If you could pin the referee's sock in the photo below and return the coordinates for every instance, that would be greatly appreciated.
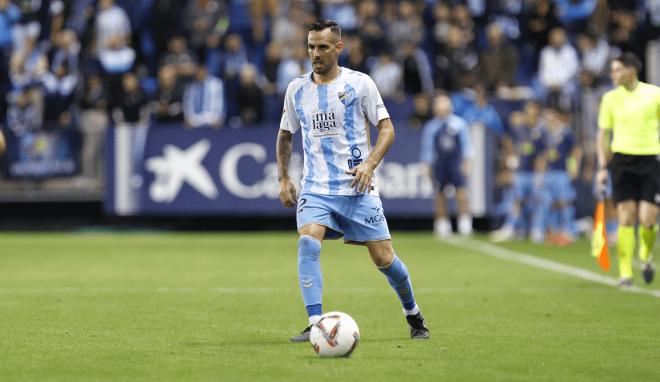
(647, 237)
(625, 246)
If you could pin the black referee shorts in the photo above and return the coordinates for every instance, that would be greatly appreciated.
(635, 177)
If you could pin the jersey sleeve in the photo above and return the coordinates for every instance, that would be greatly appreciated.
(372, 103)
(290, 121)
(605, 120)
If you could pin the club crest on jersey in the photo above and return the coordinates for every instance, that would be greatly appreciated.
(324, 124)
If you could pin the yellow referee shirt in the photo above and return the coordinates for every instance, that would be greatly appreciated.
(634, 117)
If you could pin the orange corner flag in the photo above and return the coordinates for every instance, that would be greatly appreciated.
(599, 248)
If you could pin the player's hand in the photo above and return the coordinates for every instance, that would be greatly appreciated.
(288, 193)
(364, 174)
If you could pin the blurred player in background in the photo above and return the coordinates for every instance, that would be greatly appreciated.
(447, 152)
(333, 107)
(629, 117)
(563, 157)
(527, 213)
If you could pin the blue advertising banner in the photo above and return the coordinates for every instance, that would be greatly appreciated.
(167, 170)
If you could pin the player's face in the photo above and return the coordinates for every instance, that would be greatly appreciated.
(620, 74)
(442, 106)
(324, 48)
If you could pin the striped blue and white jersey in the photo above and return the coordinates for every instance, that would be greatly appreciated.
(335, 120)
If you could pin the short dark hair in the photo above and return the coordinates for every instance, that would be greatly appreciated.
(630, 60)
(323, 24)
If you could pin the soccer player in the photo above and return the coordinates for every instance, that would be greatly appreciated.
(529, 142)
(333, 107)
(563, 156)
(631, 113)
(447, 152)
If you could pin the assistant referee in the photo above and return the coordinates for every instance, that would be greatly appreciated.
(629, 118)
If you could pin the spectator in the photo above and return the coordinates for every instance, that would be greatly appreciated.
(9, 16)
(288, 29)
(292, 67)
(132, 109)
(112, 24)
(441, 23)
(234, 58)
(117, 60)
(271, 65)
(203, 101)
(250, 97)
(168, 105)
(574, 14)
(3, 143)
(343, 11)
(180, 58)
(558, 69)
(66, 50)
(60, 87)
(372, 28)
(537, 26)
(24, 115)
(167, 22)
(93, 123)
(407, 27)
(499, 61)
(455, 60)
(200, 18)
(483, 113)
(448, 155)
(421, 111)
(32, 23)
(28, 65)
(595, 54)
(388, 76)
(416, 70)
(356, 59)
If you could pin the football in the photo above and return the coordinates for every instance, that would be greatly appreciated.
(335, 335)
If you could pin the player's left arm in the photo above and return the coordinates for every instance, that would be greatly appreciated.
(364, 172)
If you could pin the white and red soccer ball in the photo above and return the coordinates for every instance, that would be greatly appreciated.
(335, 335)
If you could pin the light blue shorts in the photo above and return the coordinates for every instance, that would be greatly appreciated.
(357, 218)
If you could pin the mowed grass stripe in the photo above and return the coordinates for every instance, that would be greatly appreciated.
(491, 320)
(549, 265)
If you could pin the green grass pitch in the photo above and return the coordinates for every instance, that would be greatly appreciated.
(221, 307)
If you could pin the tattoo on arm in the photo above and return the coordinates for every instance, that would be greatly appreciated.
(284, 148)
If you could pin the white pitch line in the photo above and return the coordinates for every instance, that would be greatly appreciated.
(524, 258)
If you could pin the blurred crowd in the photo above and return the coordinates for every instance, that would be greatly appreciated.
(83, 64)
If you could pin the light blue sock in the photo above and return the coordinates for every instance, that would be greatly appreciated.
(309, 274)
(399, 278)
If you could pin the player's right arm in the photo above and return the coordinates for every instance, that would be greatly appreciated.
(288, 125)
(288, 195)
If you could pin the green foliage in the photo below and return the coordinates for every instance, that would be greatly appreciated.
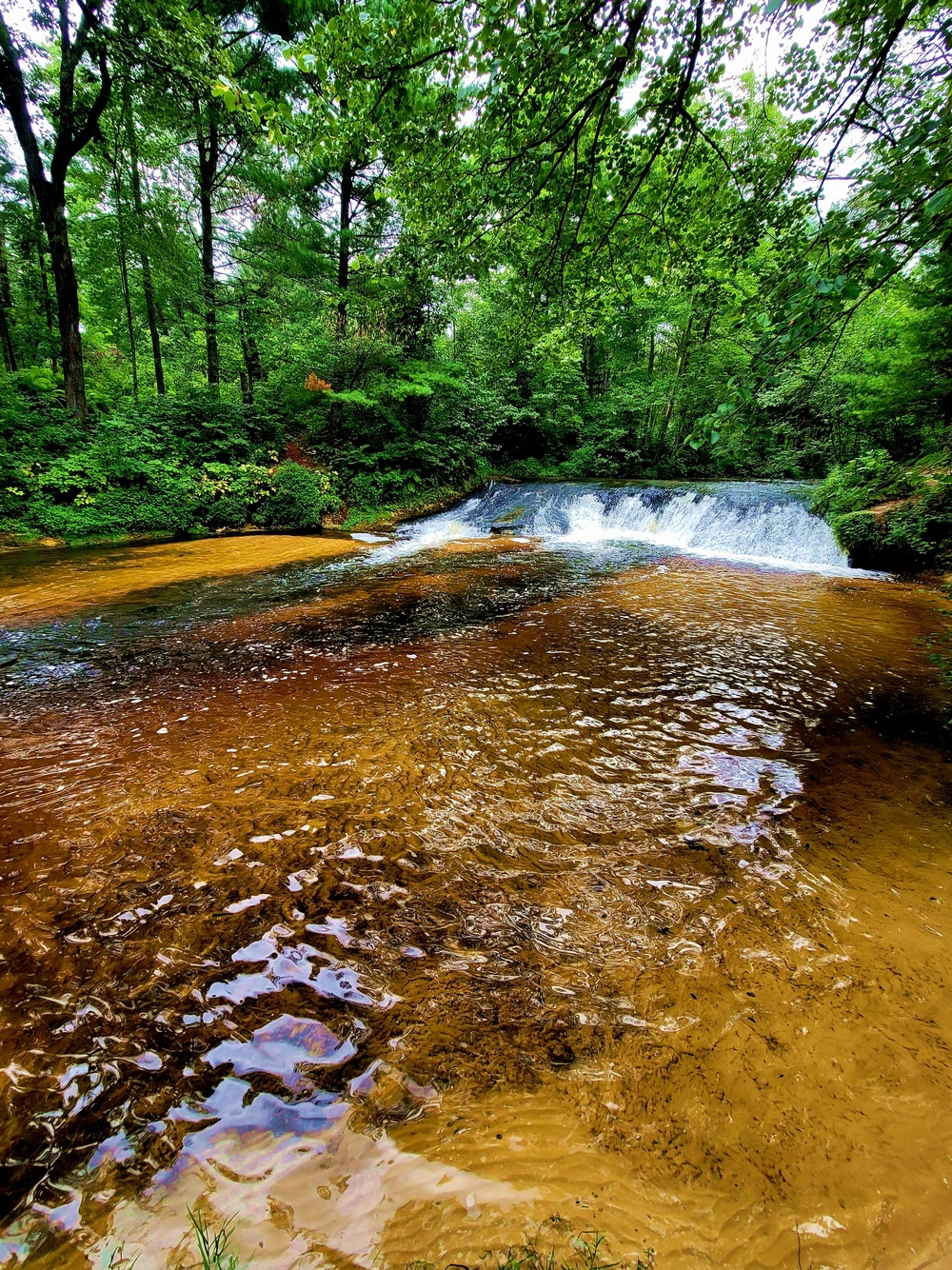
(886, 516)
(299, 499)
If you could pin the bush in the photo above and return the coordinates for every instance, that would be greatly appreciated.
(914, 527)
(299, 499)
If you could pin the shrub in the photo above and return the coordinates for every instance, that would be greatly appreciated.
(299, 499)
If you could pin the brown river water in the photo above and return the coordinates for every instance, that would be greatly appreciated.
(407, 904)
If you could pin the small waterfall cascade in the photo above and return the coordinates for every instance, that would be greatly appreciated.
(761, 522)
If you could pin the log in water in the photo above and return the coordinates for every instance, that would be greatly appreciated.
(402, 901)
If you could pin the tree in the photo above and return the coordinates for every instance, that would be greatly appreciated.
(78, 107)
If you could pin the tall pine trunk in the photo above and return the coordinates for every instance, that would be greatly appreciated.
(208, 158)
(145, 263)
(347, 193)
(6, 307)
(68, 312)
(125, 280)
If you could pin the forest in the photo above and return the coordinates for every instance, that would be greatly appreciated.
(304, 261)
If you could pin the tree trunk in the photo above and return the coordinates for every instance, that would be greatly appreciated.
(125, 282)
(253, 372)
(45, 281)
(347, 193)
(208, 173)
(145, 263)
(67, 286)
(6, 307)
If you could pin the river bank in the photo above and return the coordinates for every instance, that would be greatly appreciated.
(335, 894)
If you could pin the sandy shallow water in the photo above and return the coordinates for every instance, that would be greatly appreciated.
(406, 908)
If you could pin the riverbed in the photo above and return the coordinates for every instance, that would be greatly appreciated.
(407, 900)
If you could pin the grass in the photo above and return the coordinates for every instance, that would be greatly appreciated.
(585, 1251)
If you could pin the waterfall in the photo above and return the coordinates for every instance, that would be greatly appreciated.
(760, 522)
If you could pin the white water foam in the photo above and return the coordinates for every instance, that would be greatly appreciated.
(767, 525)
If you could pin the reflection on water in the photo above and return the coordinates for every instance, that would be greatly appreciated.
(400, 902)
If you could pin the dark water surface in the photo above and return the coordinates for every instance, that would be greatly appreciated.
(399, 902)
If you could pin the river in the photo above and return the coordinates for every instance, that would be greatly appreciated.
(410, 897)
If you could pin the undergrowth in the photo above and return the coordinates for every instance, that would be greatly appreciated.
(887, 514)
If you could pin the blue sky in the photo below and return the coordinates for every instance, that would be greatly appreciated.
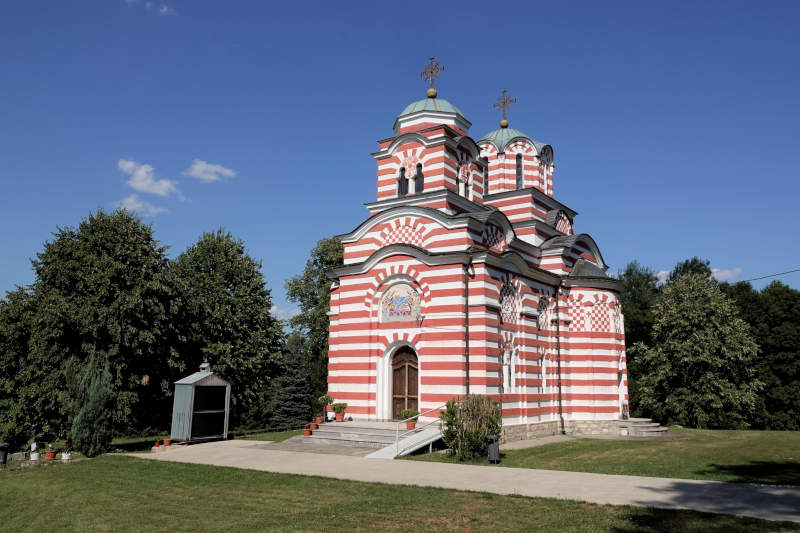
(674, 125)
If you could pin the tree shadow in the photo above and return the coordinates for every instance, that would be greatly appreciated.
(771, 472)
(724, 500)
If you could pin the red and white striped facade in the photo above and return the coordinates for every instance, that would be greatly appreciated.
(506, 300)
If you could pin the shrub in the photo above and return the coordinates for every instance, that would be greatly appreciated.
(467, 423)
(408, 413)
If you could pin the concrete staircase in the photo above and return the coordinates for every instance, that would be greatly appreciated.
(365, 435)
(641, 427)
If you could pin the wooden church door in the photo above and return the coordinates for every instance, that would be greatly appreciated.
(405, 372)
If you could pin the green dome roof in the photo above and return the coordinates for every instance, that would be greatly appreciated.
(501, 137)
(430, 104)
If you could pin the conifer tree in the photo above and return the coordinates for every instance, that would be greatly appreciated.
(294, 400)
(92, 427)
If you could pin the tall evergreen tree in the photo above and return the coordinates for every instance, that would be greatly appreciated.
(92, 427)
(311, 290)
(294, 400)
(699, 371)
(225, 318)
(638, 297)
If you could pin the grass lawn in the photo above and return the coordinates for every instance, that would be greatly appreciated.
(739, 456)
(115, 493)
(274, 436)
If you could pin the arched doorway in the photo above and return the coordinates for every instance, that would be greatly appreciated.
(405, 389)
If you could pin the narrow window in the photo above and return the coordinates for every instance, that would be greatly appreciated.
========
= What you have to do =
Each record must be repeated exactly, and no picture may be carried over.

= Solved exercise =
If you could pin the referee's sock in the photo below and return the coordinates for every instance, that would be greatly appreciated.
(647, 237)
(625, 246)
If you could pin the black referee shorts in the photo above and return the coordinates for every instance, that would be greatly appreciated.
(635, 177)
If you could pin the jersey sleeve in the photo above and return the coordinates for every instance, that would be greatly appreciated.
(372, 103)
(290, 121)
(605, 120)
If you could pin the club crest on jersey in the photo above and return the coordinates for every instance, that would be greatly appreciated.
(324, 124)
If you could pin the yellow referee shirt in the photo above and return the coordinates for every instance, that would be greatly appreciated.
(634, 117)
If you could pin the orange corner flag in the photo above and return the coordinates for every instance, that would be greatly appreciated.
(599, 248)
If you could pin the player's hand in the photo above and return the coordinates for every instance, that would be greatly appreciated.
(288, 193)
(364, 174)
If you could pin the blurred player in background in the photo above and return the coordinates for every instance, that would be greatly appreciated.
(447, 152)
(333, 107)
(629, 117)
(563, 157)
(527, 213)
If you could pin the blue advertising banner in the photo above and return the coordinates for every instance, that would be greatly appreciated.
(167, 170)
If you could pin the player's face in the photo above and return the coordinates for every instance, that would be greatly appreciated.
(620, 74)
(442, 106)
(324, 48)
If you could pin the striped blue and white jersey in the photo above and return the coordinates for every instance, that would be greatly appreciated.
(335, 120)
If you could pin the short dark hair in the photo above and return the coordinates for every instance, that would be greatly appreciated.
(630, 60)
(323, 24)
If you could pin the soccer player in the photo above and return the coordinates for every instance, that would be greatly appreciated.
(529, 142)
(333, 107)
(563, 156)
(631, 113)
(447, 152)
If you could pin the assistant referee in the photo above and return the coordinates for every instance, that would be greatly appreciated.
(629, 118)
If you could pin the spectator in the photo above and return the coordinates for every instance, that would be greatly appreciated.
(9, 16)
(288, 29)
(292, 67)
(132, 109)
(112, 24)
(441, 23)
(234, 58)
(117, 60)
(271, 65)
(203, 101)
(250, 97)
(168, 105)
(574, 14)
(3, 143)
(343, 11)
(180, 58)
(558, 69)
(66, 50)
(60, 87)
(372, 28)
(537, 26)
(24, 115)
(167, 22)
(93, 123)
(407, 27)
(499, 61)
(455, 60)
(200, 18)
(483, 113)
(448, 155)
(421, 111)
(32, 23)
(28, 65)
(595, 54)
(388, 76)
(416, 70)
(356, 59)
If you could pin the football in the photo above and return the coordinates for every instance, that would be greatly appreciated.
(335, 335)
If you could pin the player's left arm in the photo above and return the coordinates for every instance, that would be greatly appreciated.
(364, 172)
If you could pin the white and red soccer ball in the photo above and return the coordinates for every instance, that would be greatly appreciated.
(335, 335)
If you could pin the light blue shorts in the photo above and return the coordinates for every instance, that would be greatly appreciated.
(357, 218)
If you could pin the mowed grass stripe in the photo above and return the coordinates for every instance, that would be greatly appreciated.
(491, 320)
(549, 265)
If you could pin the green grass pitch in the photo above and return the coordinates for every instance, that would be greatly appreciated.
(221, 307)
If you could pin the tattoo on arm in the photo above and return the coordinates for every instance, that would be greatly appreciated.
(284, 148)
If you could pin the white pitch line in the photo above and return the coordinates for every instance, that would be greatly appreciated.
(524, 258)
If you could pin the blurred crowd in the photo above and return the coordinates for every instance, that would be greatly appreciated.
(83, 64)
If you could pin the light blue sock in the photo above and return the coordinates for every instance, that would be greatly appreciated.
(309, 274)
(399, 278)
If you could pin the player's right arm in the photo above and return the coordinates for every instance, that would be greatly appreciated.
(288, 125)
(288, 195)
If you could pin the green foliage in the photo below and return the coordinates for every instance, that would be greatly appreciated.
(886, 516)
(299, 499)
If you could pin the bush in the photo above and return the coordinates for every instance, that would be greatly appreciated.
(914, 527)
(299, 499)
If you could pin the shrub in the photo above and return the coordinates for every instance, that would be greatly appreciated.
(299, 499)
If you could pin the brown river water in the photo above and return the coordinates for every instance, that would be greatly appreciated.
(407, 904)
If you could pin the small waterfall cascade in the photo above and return the coordinates for every instance, that would be greatly appreciated.
(761, 522)
If you could pin the log in water in the photo above and return the coordinates for every instance, that would be greatly appreciated.
(402, 901)
If you could pin the tree in the photo above and return the coordinates for every instance, that would be greatly appreciated.
(78, 107)
If you could pin the tall pine trunk in the photo above and return the coordinates for every instance, that would be greatly appreciated.
(208, 158)
(145, 263)
(347, 193)
(6, 307)
(68, 312)
(125, 280)
If you could pin the forest in the photo above and return the coordinates for every instance, that would be greatly appreciated.
(304, 261)
If you could pin the tree trunk in the photo above and return the coordinates for every instance, that would be greatly appreciated.
(125, 282)
(253, 372)
(45, 281)
(347, 193)
(208, 173)
(145, 263)
(67, 286)
(6, 307)
If you could pin the river bank in the photo above and return the coordinates for every instance, that would be greatly appreciated.
(335, 894)
If you could pin the sandy shallow water in the photo above and return the coordinates for every instance, that would be greatly appreciated.
(406, 908)
If you could pin the riverbed in the photo above and return the coordinates for every instance, that would be greatly appreciated.
(407, 900)
If you could pin the grass in the photo above and return the coordinates for every instance, that would be greatly appreciated.
(585, 1251)
If you could pin the waterfall in the photo above and return the coordinates for every instance, that would be greatly appreciated.
(760, 522)
If you could pin the white water foam in the photo above and return the coordinates for every instance, that would be greatly appreciated.
(767, 525)
If you could pin the reflection on water in the photo above and return the coordinates for every instance, that would be greatly appreciated.
(400, 902)
If you could pin the dark water surface in the photo above and return the coordinates for every instance, that would be greatly appreciated.
(399, 902)
If you could pin the river in the photo above and return the coordinates for every instance, that would be greatly appreciated.
(410, 897)
If you could pin the undergrowth in the photo above and return the coordinates for every instance, that would be greatly appreciated.
(887, 514)
If you could pin the blue sky in the photo below and return the coordinates for every instance, that would be greatly appreciated.
(674, 125)
If you could pin the tree shadow in the photo above and return the coordinates for every instance, that would be greatly appreciated.
(771, 472)
(724, 500)
If you could pin the red and white striped facade in the photo above and return the coordinates for every instance, that would be greatly appreciated.
(506, 300)
If you could pin the shrub in the photo above and return the coordinates for every instance, that would be greatly appreciated.
(467, 423)
(408, 413)
If you could pin the concrete staircase in the photo above and return the coordinates for every instance, that would be greatly appreciated.
(365, 435)
(641, 427)
If you could pin the wooden church door in the photo above and return the coordinates for every instance, that would be greatly appreciated.
(405, 372)
If you could pin the green dome roof in the photo above and return the coordinates for every instance, that would be greatly appreciated.
(501, 137)
(430, 104)
If you could pin the conifer tree in the photo above and return the coordinates for every instance, that would be greatly appreciated.
(294, 400)
(92, 427)
If you could pin the tall evergreen tree in the photo above and return the coordinates for every instance, that would be greatly appreciated.
(92, 427)
(311, 290)
(294, 400)
(699, 371)
(225, 318)
(638, 297)
If you could pin the grass lawn in the photo above and return the coordinates for every instance, that would be greatly appreciated.
(739, 456)
(115, 493)
(274, 436)
If you could pin the arched doorway in the photo above and return the coordinates for every instance, that would be greatly appreciated.
(405, 389)
If you could pin the narrow window in the photo above and return the coordinates for every instance, that would be greatly appreciated.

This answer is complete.